What Would Colorado's Proposed Health System Mean for NPs?
In my last post, I discussed Amendment 69, legislation proposed to bring universal healthcare to Colorado residents. If approved in the November election, the amendment would make Colorado the first state with a single-payer healthcare system. Politicians in Colorado have varied opinions on the amendment, and spirited debate surrounds its presence on the ballot. Not only are politicians talking pros and cons of single-payer systems, healthcare providers also stand to be significantly impacted with the passing of proposed legislation. What could a single-payer system mean for Colorado's nurse practitioners?
Since Colorado would be the first state to implement a system providing government funded healthcare to all citizens, we can't be sure exactly how the new system would play out. We can, however, look to other single-payer health systems such as that in Canada, and make a few guesses. While there are several examples of similar systems that have been implemented in other countries, debate still exists as to their efficacy. Here's a look at how proponents and opponents of Colorado's proposed single-payer system anticipate its effect on nurse practitioners and healthcare providers as a whole.
Proponents of Amendment 69
Concerning healthcare providers, nurse practitioners included, proponents of single-payer health systems say that the simplicity of dealing with just one entity is a huge benefit. Billing becomes much easier with a single payer system, cutting practice overhead costs that come with dealing with multiple insurance companies. Payments are easier to track, and are guaranteed, eliminating most costs associated with billing and record keeping.
When it comes to patient care, those who favor single-payer systems also argue that this mode of healthcare delivery would be a win for nurse practitioners. Universal coverage allows providers to treat all patients equally. Nurse practitioners, for example, would not be placed in the position of favoring one patient over another based on the type of health insurance the patient carries. Healthcare providers would not need to worry about patients' ability to afford follow-up appointments or medications. In turn, proponents argue that the system would help providers achieve better patient outcomes.

Try it>
For each statement, state whether the post on Colorado's proposed health system agrees with it, answering yes or no and quoting the deciding words: (a) Approval of Amendment 69 would make Colorado the first state with a single-payer healthcare system; (b) debate over the efficacy of single-payer systems in other countries has been settled; (c) proponents say payments under a single-payer system are guaranteed. The data that follow are drawn from a separate source unrelated to the post.

Provided information>

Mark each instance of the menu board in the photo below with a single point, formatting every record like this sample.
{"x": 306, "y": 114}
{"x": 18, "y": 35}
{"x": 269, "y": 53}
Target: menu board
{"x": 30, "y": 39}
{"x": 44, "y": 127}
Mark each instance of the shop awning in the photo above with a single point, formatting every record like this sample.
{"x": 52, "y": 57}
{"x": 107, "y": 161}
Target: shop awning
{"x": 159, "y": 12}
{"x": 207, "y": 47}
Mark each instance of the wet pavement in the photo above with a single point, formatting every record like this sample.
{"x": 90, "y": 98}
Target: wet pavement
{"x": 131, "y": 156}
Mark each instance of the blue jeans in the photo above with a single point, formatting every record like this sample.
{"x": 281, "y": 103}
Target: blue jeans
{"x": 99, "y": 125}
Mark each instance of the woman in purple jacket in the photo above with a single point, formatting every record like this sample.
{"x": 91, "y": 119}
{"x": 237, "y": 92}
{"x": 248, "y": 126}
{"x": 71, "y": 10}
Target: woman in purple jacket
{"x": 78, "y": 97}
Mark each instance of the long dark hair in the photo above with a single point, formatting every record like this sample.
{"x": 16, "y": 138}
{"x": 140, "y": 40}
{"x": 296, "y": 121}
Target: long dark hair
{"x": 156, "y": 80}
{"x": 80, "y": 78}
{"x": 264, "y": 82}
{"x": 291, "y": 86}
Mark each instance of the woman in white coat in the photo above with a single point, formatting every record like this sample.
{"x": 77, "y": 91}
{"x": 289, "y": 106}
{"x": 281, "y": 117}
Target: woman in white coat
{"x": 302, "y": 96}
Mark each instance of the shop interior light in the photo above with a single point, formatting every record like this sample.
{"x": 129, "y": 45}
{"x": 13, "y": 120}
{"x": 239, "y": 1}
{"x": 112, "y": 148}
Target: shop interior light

Output below>
(a) Yes: "If approved in the November election, the amendment would make Colorado the first state with a single-payer healthcare system."
(b) No: "debate still exists as to their efficacy."
(c) Yes: "Payments are easier to track, and are guaranteed"